**Extract to read:**
Passing Clouds
Page 22
Why do we do it, though? What makes it an ongoing adventure is probably hard to explain. What makes us work with an almost fanatical zeal, for long and often inconvenient hours and for little financial reward when we could be doing something else—something less taxing on our minds, our bodies, our relationships? It is a constant journey that really has no end, for it is a succession of journeys, from vintage to vintage, each one promising something different from the one before, sometimes better, sometimes worse, but always different and always with the enticing, tantalising possibility that we can make a wine that is better than any we have ever made before, perhaps better than anybody has ever made before.
Just as a landscape gardener may never live long enough to see his plans reach glorious fruition, so winemakers (elderly ones, at least) are making wines they will never live long enough to see reach maturity. But still we do it.

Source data
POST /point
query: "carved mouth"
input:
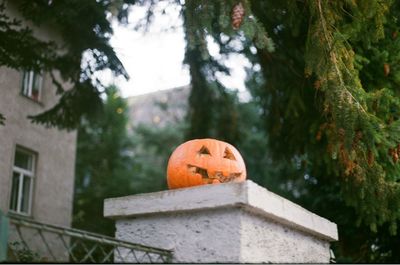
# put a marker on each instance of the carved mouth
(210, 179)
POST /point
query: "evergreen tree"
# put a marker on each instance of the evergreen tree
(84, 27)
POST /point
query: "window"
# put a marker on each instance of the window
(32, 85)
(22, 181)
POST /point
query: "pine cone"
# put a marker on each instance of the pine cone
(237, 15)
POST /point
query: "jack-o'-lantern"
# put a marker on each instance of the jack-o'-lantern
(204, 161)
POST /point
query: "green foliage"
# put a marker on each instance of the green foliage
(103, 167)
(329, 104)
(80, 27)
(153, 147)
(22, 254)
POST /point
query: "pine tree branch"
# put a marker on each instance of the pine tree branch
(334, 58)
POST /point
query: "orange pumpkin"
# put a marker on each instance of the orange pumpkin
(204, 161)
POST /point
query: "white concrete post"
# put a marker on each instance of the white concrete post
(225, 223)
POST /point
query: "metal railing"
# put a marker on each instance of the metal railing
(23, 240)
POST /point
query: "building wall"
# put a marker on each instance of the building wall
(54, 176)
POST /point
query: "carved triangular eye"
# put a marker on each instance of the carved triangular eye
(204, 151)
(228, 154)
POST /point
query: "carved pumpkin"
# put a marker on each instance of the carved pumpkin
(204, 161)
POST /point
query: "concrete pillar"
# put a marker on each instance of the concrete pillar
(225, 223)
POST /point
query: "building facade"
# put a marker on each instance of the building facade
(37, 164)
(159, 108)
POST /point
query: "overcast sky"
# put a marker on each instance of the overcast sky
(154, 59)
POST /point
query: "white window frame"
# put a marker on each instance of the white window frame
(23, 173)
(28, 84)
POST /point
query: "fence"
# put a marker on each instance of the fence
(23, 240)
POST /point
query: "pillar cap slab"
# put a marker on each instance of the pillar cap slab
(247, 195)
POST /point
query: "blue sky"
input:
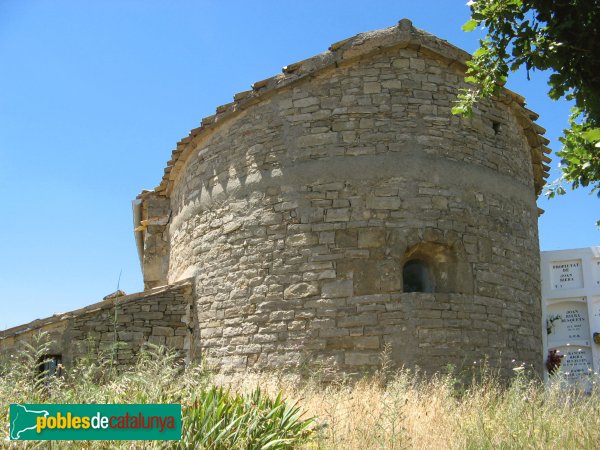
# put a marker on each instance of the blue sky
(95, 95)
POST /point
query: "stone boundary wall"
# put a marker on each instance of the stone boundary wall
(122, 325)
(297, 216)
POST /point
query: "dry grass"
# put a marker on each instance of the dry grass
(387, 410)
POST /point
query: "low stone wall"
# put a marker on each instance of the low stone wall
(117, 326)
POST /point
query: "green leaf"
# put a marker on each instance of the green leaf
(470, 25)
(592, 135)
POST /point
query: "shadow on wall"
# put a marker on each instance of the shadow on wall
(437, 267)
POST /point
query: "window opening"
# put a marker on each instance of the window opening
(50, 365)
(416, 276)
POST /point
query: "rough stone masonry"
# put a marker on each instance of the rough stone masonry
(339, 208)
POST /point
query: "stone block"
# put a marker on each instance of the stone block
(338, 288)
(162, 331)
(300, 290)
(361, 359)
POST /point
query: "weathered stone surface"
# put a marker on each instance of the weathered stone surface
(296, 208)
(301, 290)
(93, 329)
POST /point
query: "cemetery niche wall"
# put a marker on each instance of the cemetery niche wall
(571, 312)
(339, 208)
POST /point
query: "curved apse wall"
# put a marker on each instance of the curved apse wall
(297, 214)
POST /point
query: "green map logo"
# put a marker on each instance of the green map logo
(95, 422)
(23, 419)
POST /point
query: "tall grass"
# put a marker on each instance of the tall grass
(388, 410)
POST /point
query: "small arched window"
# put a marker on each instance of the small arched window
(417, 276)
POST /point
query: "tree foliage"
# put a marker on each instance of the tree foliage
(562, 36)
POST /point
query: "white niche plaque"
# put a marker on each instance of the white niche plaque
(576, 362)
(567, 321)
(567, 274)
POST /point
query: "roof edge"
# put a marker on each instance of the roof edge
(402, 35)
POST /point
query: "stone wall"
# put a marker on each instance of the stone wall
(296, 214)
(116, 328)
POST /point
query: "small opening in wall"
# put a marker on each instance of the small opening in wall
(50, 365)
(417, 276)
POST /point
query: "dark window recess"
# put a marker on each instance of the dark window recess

**Instruction 1:** According to the passage on winemaking, the "something else" would be less taxing on which three things? List them.
**Instruction 2:** Gather every line of the rows above that contains the string "metal".

**Exercise answer 1:**
our minds
our bodies
our relationships

**Exercise answer 2:**
query: "metal railing"
# put a marker on each instance of the metal railing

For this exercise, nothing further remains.